▶ **GOAL**:
In the data below, quote verbatim the lines from the one containing "out the plastic" to the one containing "[1254,420,1280,484]", including both of those lines.

- - -

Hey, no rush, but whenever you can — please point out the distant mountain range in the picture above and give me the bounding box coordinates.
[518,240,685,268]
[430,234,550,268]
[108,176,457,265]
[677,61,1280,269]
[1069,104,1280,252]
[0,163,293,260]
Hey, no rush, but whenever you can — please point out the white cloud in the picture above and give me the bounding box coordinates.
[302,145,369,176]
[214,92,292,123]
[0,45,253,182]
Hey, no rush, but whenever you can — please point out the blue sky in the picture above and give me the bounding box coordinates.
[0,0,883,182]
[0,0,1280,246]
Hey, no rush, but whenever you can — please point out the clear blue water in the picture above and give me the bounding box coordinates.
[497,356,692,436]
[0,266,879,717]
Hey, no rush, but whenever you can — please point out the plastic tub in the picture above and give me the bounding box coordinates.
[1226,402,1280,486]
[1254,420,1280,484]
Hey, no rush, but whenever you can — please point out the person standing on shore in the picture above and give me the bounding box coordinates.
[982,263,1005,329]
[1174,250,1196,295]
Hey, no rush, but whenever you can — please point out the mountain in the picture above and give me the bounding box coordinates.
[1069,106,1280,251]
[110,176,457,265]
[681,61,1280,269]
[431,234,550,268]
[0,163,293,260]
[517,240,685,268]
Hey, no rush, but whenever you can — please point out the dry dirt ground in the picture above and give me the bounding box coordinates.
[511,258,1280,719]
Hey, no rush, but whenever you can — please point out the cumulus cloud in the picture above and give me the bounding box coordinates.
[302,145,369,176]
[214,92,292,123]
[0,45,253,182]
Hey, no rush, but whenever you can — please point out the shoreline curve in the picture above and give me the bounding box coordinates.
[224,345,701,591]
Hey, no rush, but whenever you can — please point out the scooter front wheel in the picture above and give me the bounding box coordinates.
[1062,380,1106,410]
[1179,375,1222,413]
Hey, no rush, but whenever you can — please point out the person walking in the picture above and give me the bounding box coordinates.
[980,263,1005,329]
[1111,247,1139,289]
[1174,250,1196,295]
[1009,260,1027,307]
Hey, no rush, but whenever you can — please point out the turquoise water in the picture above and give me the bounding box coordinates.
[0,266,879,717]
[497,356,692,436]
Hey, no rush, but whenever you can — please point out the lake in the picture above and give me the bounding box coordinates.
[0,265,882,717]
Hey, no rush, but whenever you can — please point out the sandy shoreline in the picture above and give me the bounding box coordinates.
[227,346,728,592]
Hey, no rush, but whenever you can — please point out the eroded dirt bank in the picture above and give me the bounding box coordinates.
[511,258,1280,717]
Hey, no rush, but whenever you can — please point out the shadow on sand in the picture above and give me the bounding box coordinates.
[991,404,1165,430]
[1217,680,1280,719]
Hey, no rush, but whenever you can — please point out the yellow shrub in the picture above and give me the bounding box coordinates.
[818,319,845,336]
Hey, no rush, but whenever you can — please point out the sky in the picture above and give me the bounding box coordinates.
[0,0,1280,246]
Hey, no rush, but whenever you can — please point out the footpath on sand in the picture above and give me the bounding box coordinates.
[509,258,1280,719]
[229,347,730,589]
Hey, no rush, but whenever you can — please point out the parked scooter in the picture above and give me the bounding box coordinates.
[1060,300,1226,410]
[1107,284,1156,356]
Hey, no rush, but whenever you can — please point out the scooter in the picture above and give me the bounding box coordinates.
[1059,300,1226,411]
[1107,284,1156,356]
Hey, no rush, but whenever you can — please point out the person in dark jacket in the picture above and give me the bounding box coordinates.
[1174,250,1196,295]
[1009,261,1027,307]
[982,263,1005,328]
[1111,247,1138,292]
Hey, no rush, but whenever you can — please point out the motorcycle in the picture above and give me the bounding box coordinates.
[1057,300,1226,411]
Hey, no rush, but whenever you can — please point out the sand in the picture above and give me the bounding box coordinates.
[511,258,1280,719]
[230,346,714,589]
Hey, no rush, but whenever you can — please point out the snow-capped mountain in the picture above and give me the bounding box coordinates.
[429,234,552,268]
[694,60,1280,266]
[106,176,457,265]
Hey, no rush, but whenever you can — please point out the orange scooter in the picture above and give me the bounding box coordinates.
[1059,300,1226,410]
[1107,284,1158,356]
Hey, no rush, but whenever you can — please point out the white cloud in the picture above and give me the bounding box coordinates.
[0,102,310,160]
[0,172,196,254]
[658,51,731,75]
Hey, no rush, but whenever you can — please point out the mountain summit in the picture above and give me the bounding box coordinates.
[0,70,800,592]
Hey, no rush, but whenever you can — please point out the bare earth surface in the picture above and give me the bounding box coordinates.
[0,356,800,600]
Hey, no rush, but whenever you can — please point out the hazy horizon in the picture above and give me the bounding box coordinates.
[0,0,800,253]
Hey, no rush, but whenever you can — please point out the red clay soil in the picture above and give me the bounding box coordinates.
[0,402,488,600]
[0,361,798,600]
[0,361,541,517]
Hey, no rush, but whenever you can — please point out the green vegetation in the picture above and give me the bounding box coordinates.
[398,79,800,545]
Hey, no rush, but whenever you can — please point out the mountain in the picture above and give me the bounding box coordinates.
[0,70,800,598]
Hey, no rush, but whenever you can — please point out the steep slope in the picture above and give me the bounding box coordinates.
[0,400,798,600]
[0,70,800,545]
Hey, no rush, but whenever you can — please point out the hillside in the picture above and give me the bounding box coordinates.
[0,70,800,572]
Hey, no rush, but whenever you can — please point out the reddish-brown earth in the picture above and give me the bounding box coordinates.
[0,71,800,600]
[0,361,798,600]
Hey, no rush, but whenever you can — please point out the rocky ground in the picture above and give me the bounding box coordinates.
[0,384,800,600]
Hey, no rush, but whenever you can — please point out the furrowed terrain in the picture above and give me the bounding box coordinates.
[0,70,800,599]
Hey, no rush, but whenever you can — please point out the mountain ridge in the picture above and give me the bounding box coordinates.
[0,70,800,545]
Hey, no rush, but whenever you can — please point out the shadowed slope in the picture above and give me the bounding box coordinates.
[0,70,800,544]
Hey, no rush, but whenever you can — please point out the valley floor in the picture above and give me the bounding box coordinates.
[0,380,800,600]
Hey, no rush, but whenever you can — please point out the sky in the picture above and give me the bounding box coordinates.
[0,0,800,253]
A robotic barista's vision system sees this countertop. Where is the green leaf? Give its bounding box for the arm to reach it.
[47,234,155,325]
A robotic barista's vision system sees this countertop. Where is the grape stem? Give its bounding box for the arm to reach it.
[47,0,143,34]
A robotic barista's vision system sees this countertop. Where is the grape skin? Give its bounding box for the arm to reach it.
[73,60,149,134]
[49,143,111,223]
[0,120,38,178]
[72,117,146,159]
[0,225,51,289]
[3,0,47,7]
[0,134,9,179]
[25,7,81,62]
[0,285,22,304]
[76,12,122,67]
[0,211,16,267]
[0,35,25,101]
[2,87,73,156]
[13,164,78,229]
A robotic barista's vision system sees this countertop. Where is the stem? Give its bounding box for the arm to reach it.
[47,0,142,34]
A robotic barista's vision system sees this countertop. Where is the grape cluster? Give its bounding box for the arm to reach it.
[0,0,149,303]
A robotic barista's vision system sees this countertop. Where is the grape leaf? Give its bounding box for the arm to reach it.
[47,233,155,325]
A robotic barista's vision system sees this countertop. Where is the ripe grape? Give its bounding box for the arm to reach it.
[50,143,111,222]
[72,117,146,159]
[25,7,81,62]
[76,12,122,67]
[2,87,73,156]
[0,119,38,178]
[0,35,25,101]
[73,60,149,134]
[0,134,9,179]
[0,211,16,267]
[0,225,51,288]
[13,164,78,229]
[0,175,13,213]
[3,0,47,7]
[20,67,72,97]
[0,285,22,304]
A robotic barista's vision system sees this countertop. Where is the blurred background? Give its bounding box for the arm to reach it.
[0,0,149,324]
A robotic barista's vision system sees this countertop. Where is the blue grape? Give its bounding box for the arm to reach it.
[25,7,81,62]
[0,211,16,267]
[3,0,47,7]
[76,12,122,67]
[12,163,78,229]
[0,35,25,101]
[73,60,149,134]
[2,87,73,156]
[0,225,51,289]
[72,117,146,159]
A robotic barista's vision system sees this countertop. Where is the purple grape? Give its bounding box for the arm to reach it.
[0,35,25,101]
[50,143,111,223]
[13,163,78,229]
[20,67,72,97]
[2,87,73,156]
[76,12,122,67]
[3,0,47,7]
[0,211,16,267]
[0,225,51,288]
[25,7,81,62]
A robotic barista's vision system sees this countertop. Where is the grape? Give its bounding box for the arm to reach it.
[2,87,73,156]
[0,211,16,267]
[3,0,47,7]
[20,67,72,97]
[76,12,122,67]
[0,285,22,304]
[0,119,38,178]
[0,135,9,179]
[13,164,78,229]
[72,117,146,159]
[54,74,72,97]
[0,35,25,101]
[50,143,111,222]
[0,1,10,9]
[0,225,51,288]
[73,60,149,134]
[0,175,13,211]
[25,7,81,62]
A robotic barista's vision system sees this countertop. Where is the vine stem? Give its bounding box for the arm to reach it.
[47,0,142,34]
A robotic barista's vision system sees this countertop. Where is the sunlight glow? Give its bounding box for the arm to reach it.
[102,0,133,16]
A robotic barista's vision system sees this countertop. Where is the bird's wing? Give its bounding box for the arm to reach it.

- - -

▶ **EXERCISE OUTPUT**:
Hey, no rush, but whenever you can — please point out the plastic tub in the picture above and give me the bounding box coordinates.
[1226,402,1280,486]
[1254,420,1280,484]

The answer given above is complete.